Copy out the records below word for word, beginning with the first line and continuing through the line that contains "[[315, 377]]".
-- begin --
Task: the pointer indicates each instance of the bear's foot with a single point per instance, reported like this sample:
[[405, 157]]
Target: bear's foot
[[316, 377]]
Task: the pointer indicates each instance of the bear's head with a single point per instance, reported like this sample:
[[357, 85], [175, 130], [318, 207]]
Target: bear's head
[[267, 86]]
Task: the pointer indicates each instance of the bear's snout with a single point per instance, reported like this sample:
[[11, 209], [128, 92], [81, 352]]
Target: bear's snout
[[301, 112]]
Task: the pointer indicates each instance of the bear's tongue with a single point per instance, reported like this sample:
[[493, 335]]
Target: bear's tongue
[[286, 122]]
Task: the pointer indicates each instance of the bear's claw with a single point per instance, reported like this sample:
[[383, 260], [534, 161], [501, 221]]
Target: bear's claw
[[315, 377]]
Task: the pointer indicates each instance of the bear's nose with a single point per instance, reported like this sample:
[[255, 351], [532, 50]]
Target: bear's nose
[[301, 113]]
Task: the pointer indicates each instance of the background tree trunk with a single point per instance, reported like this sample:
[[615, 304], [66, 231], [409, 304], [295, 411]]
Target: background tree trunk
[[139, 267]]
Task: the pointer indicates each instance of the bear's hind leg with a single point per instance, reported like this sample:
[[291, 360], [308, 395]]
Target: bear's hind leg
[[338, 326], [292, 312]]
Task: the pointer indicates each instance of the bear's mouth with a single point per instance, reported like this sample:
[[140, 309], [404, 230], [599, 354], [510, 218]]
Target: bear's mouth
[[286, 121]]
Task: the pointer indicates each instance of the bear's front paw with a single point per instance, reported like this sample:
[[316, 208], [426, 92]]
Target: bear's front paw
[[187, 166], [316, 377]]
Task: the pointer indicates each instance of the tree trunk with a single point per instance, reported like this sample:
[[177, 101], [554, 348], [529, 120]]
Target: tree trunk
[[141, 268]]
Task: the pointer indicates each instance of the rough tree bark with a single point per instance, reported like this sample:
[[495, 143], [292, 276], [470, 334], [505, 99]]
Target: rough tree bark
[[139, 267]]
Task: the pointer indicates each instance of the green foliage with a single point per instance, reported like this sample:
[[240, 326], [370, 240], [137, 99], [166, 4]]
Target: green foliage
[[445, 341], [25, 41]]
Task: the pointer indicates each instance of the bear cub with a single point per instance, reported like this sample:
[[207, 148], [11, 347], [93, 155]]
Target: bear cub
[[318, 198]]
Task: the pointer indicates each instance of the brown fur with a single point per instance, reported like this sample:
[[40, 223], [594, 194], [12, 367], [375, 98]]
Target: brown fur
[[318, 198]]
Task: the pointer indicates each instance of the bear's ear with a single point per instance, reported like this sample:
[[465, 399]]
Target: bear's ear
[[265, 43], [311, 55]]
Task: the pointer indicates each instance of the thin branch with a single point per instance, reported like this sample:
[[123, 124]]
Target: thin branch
-- end --
**TASK ANSWER**
Task: the pointer indicates each instance of the bear's foot with a single point per instance, reported like this sample:
[[405, 157]]
Target: bear's foot
[[316, 377]]
Task: the pointer indicates each instance of the bear's head with a single point per instance, reported like this sample:
[[357, 85], [175, 130], [318, 207]]
Target: bear's head
[[267, 86]]
Task: the pointer indicates each instance of the bear's snout with a single point per instance, reported like this sample:
[[11, 209], [128, 92], [81, 352]]
Target: bear's snout
[[301, 112]]
Task: the pointer indicates each instance of the bear's tongue with a single point per instance, reported like this sample:
[[493, 335]]
Target: bear's tongue
[[286, 122]]
Task: the pointer indicates each instance of the bear's claw with a single point per instance, reported like this sample:
[[383, 260], [534, 161], [501, 221]]
Target: bear's claw
[[315, 377]]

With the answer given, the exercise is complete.